- Selected extract:
Your AI coding agent isn't hallucinating. It's out of date.
We've been building and testing an MCP server for library upgrades and migrations over the last few weeks, and one pattern kept showing up.
The biggest source of wasted effort isn't hallucination in the classic sense. It's an agent operating on outdated knowledge and not realizing it.
An agent that doesn't know what changed between versions doesn't fail cleanly. It writes plausible code, hits a build error, tries a different plausible fix, hits another error, and keeps going in circles. Each of those loops costs tokens and time, and none of them would be necessary if the agent knew the actual breaking change upfront.
Current documentation tools solve a different problem. They tell an agent what the API looks like today. They don't tell it what changed, what replaced it, or what silently behaves differently now. Knowing the current API and knowing the migration path are not the same thing.
For example:
- Next.js 14 → 15 changed several request APIs from synchronous to async
- The Vercel AI SDK 4 → 5 removed and renamed multiple interfaces
- The MCP SDK's upcoming v2 turned out to be a package restructuring, not a version bump
The agent often knows both versions exist. It has no idea what actually changed between them. So it starts guessing.
We've been building a way to give agents that missing piece directly: Asynthetic, an MCP server that serves hand-curated migration maps. Each one contains only the breaking changes for a specific version jump, with before/after code, deprecation timelines, peer compatibility requirements, and a citation back to the original source on every single entry. Nothing in the data path is LLM-generated. When there's no verified answer for what you asked, it returns found: false and tells the agent not to guess instead of making something up.
The part that took the most time wasn't writing the maps. It was verifying them. For the Next.js 14 → 15 map, every breaking change entry was tested against real builds, both Turbopack and Webpack, dev and production. Some of what the official docs say turned out to be incomplete in practice. Turbopack silently doesn't enforce the removal of the old u/next/font package the way Webpack does, so a default dev setup won't show you the break, only CI will. The React 19 "requirement" for the App Router isn't actually build-enforced either. An App Router app runs fine on React 18.3.1 in testing. None of that is a knock on the Next.js team's docs. It's just the gap between what a migration guide says and what a compiler actually does, and that gap is exactly what we wanted the tool to capture. It's in the map now as a caveat the agent can read.
Two maps are live right now, Next 14 → 15 and Vercel AI SDK 4 → 5, 40 breaking changes total, all cited. A third map for the MCP SDK is sitting there marked stale on purpose, because v2 turned out to be a package split rather than a version bump, and shipping nothing was better than shipping something wrong for that transition.
The part worth discussing isn't a specific number. It's that most of the cost in these agent loops seems to come from wrong turns, not from the actual fix once the agent knows what to do. Preventing the wrong turn seems to matter more than making any individual edit faster.
It's free, public beta, works hosted over Streamable HTTP or fully offline through npx asynthetic. Source-available under BSL, converts to Apache in 2030.
Repo's here if you want to look under the hood or find a case where a map is wrong: github.com/asyntheticai/asynthetic
Curious if others running Cursor, Claude Code, Devin, or similar agents are seeing the same pattern during upgrades and large dependency migrations.

- Problem statement: Rewrite the part of the Asynthetic post that opens with the words containing "It's free, public" and closes with "large dependency migrations.", putting "early access" wherever "public beta" appears.

- Recorded data:
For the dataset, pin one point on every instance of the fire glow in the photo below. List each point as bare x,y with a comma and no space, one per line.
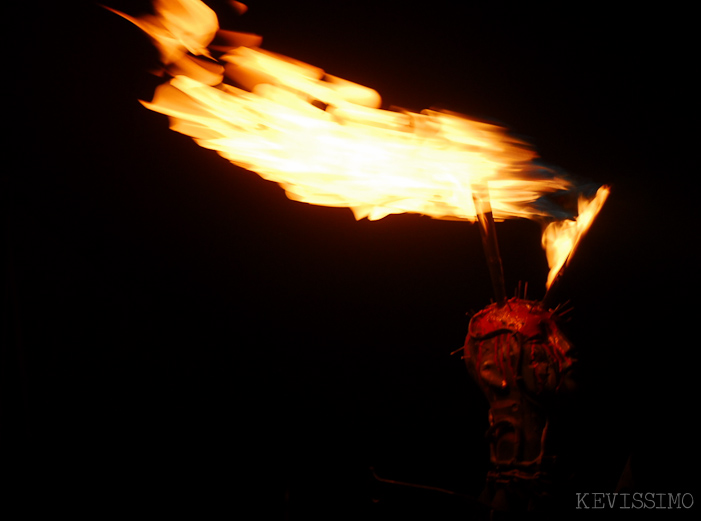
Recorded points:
326,140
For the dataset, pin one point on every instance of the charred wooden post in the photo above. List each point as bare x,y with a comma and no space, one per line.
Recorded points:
523,363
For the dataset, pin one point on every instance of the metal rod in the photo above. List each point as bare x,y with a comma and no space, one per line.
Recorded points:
483,208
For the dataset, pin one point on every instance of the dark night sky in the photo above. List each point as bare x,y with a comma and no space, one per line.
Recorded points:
177,330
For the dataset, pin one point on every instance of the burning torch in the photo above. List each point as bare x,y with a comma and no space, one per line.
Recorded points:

- Response for this exercise:
It's free, early access, works hosted over Streamable HTTP or fully offline through npx asynthetic. Source-available under BSL, converts to Apache in 2030.
Repo's here if you want to look under the hood or find a case where a map is wrong: github.com/asyntheticai/asynthetic
Curious if others running Cursor, Claude Code, Devin, or similar agents are seeing the same pattern during upgrades and large dependency migrations.